» **Petunjuk Latihan**
Tuliskan kembali bagian teks tentang cendekiawan dan kekuasaan persis seperti aslinya, mulai dari "Bukti pemikatan kaum" sampai dengan "dan tulisannya diboikot.".

» **Kutipan Teks**
========
Cendekiawan Tak Berdialektika
Font: Ukuran: - +
Penulis : Akhsanul Khalis MPA
Akhsanul Khalis MPA
DIALEKSIS.COM | Meminjam kata-kata Pramoedya Ananta Toer, sastrawan terbesar Indonesia: "adil sejak dalam pikiran". Mungkin Pram mengatakan itu untuk mempertegas kegelisahan atas aktivisme intelektual pada zamannya.
Kegelisahan Pram melihat aktivisme intelektualitas ketika itu, juga hal yang sama kita lihat saat ini. Dimana-mana kita sering melihat dan mendengar cendekiawan berubah beringas dan brutal ketika berhadapan dengan mereka yang berbeda pikiran dan sudut pandang.
Pengaruh Kekuasaan
Menjawab kegelisahan: kenapa level cendekiawan ikut-ikutan terjerumus ke dalam sikap intoleransi terhadap perbedaan pikiran? Jawaban menarik dari Edward Said dalam bukunya Peran Intelektual (1995) bisa menjelaskan fenomena itu. Ringkasnya, Said menjelaskan tentang istilah pemikatan Intelektual. Menurut Edward Said, intelektual dijadikan subordinat oleh kekuasaan agar meredam suara kritikan, sehingga memuluskan praktek penyimpangan kerja kekuasaan.
Bukti pemikatan kaum intelektual oleh kekuasaan sudah kita rasakan saat ini. Pemikatan itu kian sempurna dijadikan kekuatan untuk membungkam perbedaan dan kritikan. Lahirlah cendekiawan berpikiran oportunis yang berubah menjadi "tukang fatwa" penguasa. Tak jarang cendekiawan idealis dan berpikir kritis pun bisa dihukum, hanya gara-gara mengkritik elit penguasa dan oligark. Dan tak dipungkiri kedepan banyak cendekiawan progresif yang berbeda ideologi: pikiran dan tulisannya diboikot.
========
» **Data yang Diberikan**

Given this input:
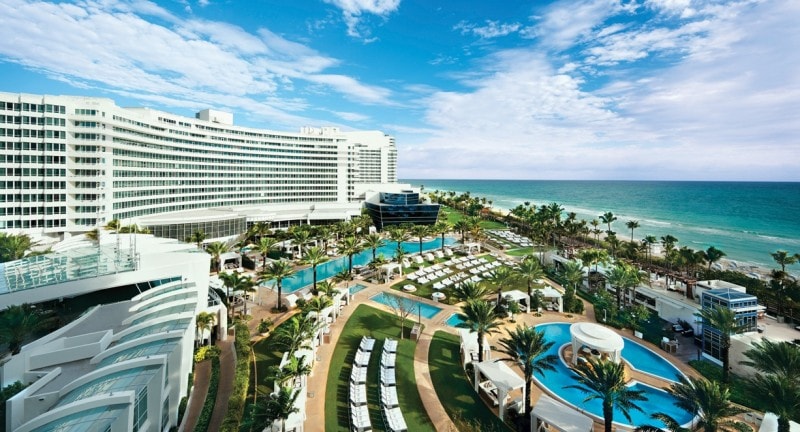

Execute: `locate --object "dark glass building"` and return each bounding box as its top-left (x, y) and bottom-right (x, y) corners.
top-left (364, 190), bottom-right (439, 230)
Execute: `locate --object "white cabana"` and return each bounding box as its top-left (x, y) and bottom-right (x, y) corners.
top-left (380, 263), bottom-right (403, 283)
top-left (531, 394), bottom-right (594, 432)
top-left (503, 290), bottom-right (531, 312)
top-left (539, 285), bottom-right (564, 312)
top-left (458, 328), bottom-right (492, 367)
top-left (569, 322), bottom-right (625, 364)
top-left (472, 361), bottom-right (525, 420)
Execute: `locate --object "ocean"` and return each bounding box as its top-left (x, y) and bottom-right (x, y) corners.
top-left (401, 179), bottom-right (800, 274)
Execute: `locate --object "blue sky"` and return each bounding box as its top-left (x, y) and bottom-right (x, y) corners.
top-left (0, 0), bottom-right (800, 181)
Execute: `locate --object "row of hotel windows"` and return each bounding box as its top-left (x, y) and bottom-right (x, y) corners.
top-left (0, 194), bottom-right (65, 203)
top-left (0, 101), bottom-right (67, 114)
top-left (114, 189), bottom-right (337, 210)
top-left (114, 198), bottom-right (336, 221)
top-left (0, 154), bottom-right (67, 165)
top-left (114, 184), bottom-right (337, 199)
top-left (0, 128), bottom-right (67, 139)
top-left (0, 219), bottom-right (67, 229)
top-left (0, 167), bottom-right (67, 177)
top-left (0, 141), bottom-right (67, 152)
top-left (0, 114), bottom-right (67, 127)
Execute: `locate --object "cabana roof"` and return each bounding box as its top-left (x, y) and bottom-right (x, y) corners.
top-left (531, 394), bottom-right (594, 432)
top-left (569, 322), bottom-right (625, 352)
top-left (472, 361), bottom-right (525, 393)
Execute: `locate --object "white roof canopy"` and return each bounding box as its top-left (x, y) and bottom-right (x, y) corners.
top-left (531, 394), bottom-right (594, 432)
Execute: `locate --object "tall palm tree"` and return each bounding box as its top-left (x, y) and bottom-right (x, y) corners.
top-left (458, 300), bottom-right (500, 362)
top-left (500, 325), bottom-right (558, 418)
top-left (339, 236), bottom-right (364, 275)
top-left (255, 237), bottom-right (278, 268)
top-left (0, 303), bottom-right (45, 354)
top-left (450, 281), bottom-right (489, 302)
top-left (565, 358), bottom-right (647, 432)
top-left (364, 234), bottom-right (383, 261)
top-left (219, 272), bottom-right (255, 321)
top-left (599, 212), bottom-right (617, 233)
top-left (703, 246), bottom-right (725, 270)
top-left (195, 312), bottom-right (217, 343)
top-left (206, 242), bottom-right (229, 273)
top-left (636, 376), bottom-right (751, 432)
top-left (511, 255), bottom-right (544, 306)
top-left (625, 220), bottom-right (639, 242)
top-left (411, 225), bottom-right (431, 255)
top-left (739, 339), bottom-right (800, 382)
top-left (695, 307), bottom-right (746, 387)
top-left (303, 246), bottom-right (328, 293)
top-left (258, 261), bottom-right (294, 311)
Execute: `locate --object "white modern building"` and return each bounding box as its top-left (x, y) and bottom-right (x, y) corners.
top-left (0, 232), bottom-right (220, 432)
top-left (0, 93), bottom-right (397, 243)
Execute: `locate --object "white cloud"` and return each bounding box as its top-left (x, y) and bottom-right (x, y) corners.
top-left (453, 20), bottom-right (521, 39)
top-left (325, 0), bottom-right (400, 38)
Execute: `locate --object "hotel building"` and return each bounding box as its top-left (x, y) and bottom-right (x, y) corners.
top-left (0, 93), bottom-right (397, 240)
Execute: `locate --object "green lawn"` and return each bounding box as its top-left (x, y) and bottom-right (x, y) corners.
top-left (324, 305), bottom-right (435, 432)
top-left (432, 331), bottom-right (510, 431)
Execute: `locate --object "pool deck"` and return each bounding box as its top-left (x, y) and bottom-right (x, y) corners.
top-left (238, 250), bottom-right (752, 432)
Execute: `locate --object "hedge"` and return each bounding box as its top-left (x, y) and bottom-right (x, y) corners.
top-left (220, 321), bottom-right (251, 432)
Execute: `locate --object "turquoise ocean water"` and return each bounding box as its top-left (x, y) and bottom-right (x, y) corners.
top-left (401, 179), bottom-right (800, 274)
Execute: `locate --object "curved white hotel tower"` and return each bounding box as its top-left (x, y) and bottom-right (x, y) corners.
top-left (0, 93), bottom-right (397, 243)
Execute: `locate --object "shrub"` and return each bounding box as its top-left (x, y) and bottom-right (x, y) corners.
top-left (194, 357), bottom-right (219, 432)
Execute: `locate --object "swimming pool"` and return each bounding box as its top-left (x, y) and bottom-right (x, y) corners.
top-left (534, 323), bottom-right (692, 427)
top-left (444, 314), bottom-right (464, 327)
top-left (369, 292), bottom-right (442, 319)
top-left (261, 237), bottom-right (456, 294)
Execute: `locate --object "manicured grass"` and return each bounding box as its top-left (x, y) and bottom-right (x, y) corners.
top-left (428, 331), bottom-right (511, 431)
top-left (324, 305), bottom-right (435, 432)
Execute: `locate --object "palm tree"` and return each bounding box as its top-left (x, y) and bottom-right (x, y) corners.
top-left (695, 307), bottom-right (746, 387)
top-left (500, 325), bottom-right (558, 418)
top-left (600, 212), bottom-right (617, 233)
top-left (511, 255), bottom-right (544, 306)
top-left (565, 358), bottom-right (647, 432)
top-left (703, 246), bottom-right (725, 270)
top-left (739, 339), bottom-right (800, 382)
top-left (219, 272), bottom-right (255, 321)
top-left (451, 281), bottom-right (489, 302)
top-left (258, 261), bottom-right (294, 311)
top-left (636, 376), bottom-right (751, 432)
top-left (255, 237), bottom-right (278, 268)
top-left (0, 303), bottom-right (45, 354)
top-left (411, 225), bottom-right (431, 255)
top-left (252, 386), bottom-right (300, 432)
top-left (195, 312), bottom-right (217, 343)
top-left (303, 246), bottom-right (328, 293)
top-left (625, 220), bottom-right (639, 242)
top-left (458, 300), bottom-right (500, 362)
top-left (339, 236), bottom-right (363, 274)
top-left (206, 242), bottom-right (229, 273)
top-left (364, 234), bottom-right (383, 261)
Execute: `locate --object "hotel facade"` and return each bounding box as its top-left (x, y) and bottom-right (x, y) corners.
top-left (0, 93), bottom-right (397, 240)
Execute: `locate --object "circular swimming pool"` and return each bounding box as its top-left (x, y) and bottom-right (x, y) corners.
top-left (534, 323), bottom-right (692, 427)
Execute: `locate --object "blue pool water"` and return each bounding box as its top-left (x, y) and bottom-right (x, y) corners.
top-left (369, 292), bottom-right (442, 319)
top-left (444, 314), bottom-right (464, 327)
top-left (261, 237), bottom-right (456, 293)
top-left (535, 323), bottom-right (692, 427)
top-left (350, 284), bottom-right (367, 295)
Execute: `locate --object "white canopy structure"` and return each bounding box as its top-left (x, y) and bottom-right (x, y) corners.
top-left (531, 394), bottom-right (594, 432)
top-left (569, 322), bottom-right (625, 364)
top-left (539, 285), bottom-right (564, 312)
top-left (381, 263), bottom-right (403, 283)
top-left (503, 290), bottom-right (531, 312)
top-left (458, 329), bottom-right (492, 367)
top-left (472, 361), bottom-right (525, 420)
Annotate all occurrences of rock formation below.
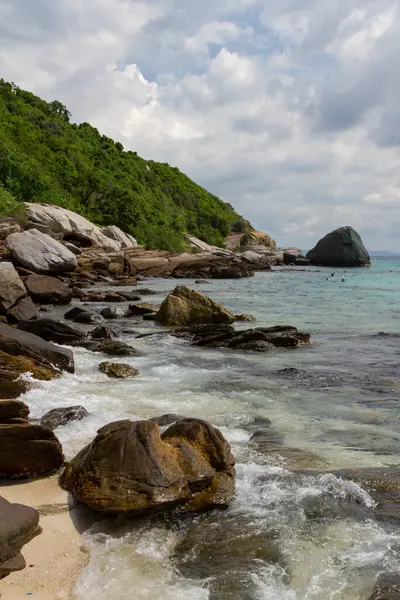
[0,262,37,322]
[307,226,371,267]
[0,400,64,478]
[155,286,235,326]
[4,229,77,275]
[62,419,235,514]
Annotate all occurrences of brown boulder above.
[99,362,139,379]
[24,275,72,304]
[155,286,235,326]
[62,419,235,513]
[0,496,42,579]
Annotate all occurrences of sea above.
[21,258,400,600]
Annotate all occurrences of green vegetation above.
[0,79,249,251]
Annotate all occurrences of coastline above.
[0,474,90,600]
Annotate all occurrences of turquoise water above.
[21,260,400,600]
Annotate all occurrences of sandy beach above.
[0,475,89,600]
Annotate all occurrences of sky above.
[0,0,400,251]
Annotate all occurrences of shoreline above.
[0,473,91,600]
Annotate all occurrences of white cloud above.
[0,0,400,250]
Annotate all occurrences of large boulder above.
[25,203,137,250]
[0,422,64,479]
[0,262,37,321]
[4,229,77,275]
[62,419,235,513]
[24,275,72,304]
[0,496,42,579]
[155,286,235,326]
[17,319,85,346]
[0,323,75,373]
[101,225,138,250]
[307,226,371,267]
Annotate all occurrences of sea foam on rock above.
[62,419,235,514]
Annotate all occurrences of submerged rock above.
[40,406,89,431]
[99,362,139,379]
[307,226,371,267]
[62,419,235,514]
[0,496,42,579]
[156,286,235,326]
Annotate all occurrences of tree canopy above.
[0,79,250,251]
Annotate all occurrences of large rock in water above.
[155,285,235,326]
[0,262,37,321]
[62,419,235,513]
[25,275,72,304]
[0,496,42,579]
[4,229,77,275]
[0,323,75,378]
[307,226,371,267]
[25,203,137,251]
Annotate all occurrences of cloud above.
[0,0,400,250]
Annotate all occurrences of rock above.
[369,571,400,600]
[25,203,133,251]
[156,286,235,326]
[307,226,371,267]
[235,313,256,323]
[64,306,103,324]
[0,422,64,479]
[0,496,42,579]
[89,325,113,340]
[80,340,141,356]
[129,302,160,316]
[24,275,72,304]
[149,413,185,427]
[100,306,123,319]
[17,319,84,346]
[40,406,89,431]
[193,325,310,352]
[4,229,77,275]
[0,217,21,240]
[0,323,75,373]
[64,242,82,256]
[62,419,235,514]
[0,262,37,321]
[102,225,138,250]
[0,400,29,423]
[99,362,139,379]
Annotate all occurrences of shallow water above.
[21,260,400,600]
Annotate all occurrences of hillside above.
[0,79,250,251]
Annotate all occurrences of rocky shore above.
[0,205,388,600]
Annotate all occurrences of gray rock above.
[307,226,371,267]
[0,262,37,321]
[4,229,77,275]
[0,323,75,373]
[40,406,89,431]
[25,275,72,304]
[18,319,84,346]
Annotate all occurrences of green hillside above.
[0,79,249,251]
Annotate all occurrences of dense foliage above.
[0,79,248,250]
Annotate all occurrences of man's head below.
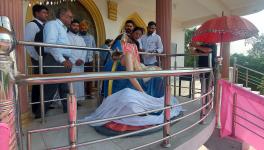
[69,19,80,34]
[147,21,156,35]
[105,39,113,47]
[125,20,135,34]
[80,20,89,35]
[56,8,73,27]
[32,4,49,22]
[131,27,144,40]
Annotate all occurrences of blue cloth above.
[103,60,165,98]
[111,40,123,52]
[43,19,72,63]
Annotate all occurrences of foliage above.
[184,28,196,67]
[230,35,264,94]
[249,34,264,59]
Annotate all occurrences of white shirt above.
[24,18,43,61]
[68,32,87,64]
[141,33,163,65]
[43,19,73,63]
[81,33,96,62]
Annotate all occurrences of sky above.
[230,10,264,55]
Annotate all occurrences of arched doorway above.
[25,0,106,46]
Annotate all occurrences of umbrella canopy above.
[192,16,258,43]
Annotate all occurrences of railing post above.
[39,46,45,124]
[173,56,177,96]
[97,52,101,106]
[92,51,96,88]
[246,69,248,87]
[0,16,20,150]
[67,82,77,150]
[233,57,237,83]
[200,73,207,124]
[27,132,32,150]
[232,93,237,137]
[191,56,197,99]
[162,77,171,148]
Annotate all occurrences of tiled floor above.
[23,83,214,150]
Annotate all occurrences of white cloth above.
[43,19,72,63]
[80,88,182,126]
[82,33,96,62]
[68,32,87,100]
[24,18,43,61]
[141,33,163,65]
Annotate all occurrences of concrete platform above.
[23,94,215,150]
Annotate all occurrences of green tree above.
[249,34,264,59]
[230,35,264,94]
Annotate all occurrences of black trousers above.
[43,54,71,112]
[31,58,40,116]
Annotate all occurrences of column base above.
[21,111,32,128]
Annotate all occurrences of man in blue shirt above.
[43,8,74,113]
[79,20,96,99]
[141,21,163,66]
[25,4,48,117]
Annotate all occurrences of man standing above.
[43,8,74,113]
[68,19,87,100]
[80,20,96,99]
[141,21,163,66]
[24,4,48,117]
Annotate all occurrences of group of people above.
[25,4,163,118]
[25,4,96,118]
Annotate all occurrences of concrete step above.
[251,91,260,95]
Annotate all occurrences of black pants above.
[31,58,40,116]
[43,54,71,112]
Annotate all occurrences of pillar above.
[221,42,230,80]
[156,0,172,69]
[156,0,172,147]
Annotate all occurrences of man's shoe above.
[87,95,94,99]
[35,114,41,119]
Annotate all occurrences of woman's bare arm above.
[125,53,144,92]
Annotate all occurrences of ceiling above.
[116,0,264,28]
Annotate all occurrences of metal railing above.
[21,41,212,123]
[12,41,213,150]
[0,15,214,150]
[233,61,264,94]
[16,69,213,150]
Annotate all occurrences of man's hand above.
[62,60,72,69]
[75,59,84,66]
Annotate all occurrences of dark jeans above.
[84,62,93,95]
[146,62,159,66]
[43,54,71,112]
[31,58,40,116]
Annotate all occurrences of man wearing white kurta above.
[68,20,87,100]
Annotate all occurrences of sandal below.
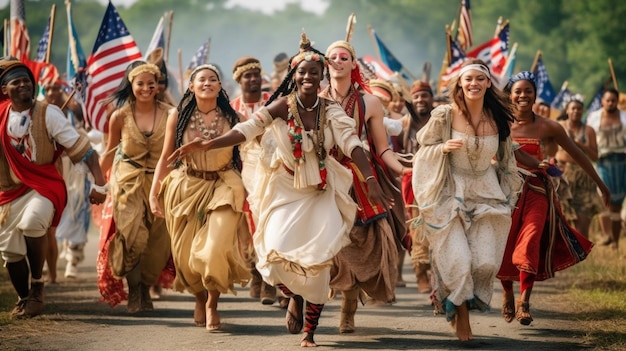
========
» **Jawaban**
Bukti pemikatan kaum intelektual oleh kekuasaan sudah kita rasakan saat ini. Pemikatan itu kian sempurna dijadikan kekuatan untuk membungkam perbedaan dan kritikan. Lahirlah cendekiawan berpikiran oportunis yang berubah menjadi "tukang fatwa" penguasa. Tak jarang cendekiawan idealis dan berpikir kritis pun bisa dihukum, hanya gara-gara mengkritik elit penguasa dan oligark. Dan tak dipungkiri kedepan banyak cendekiawan progresif yang berbeda ideologi: pikiran dan tulisannya diboikot.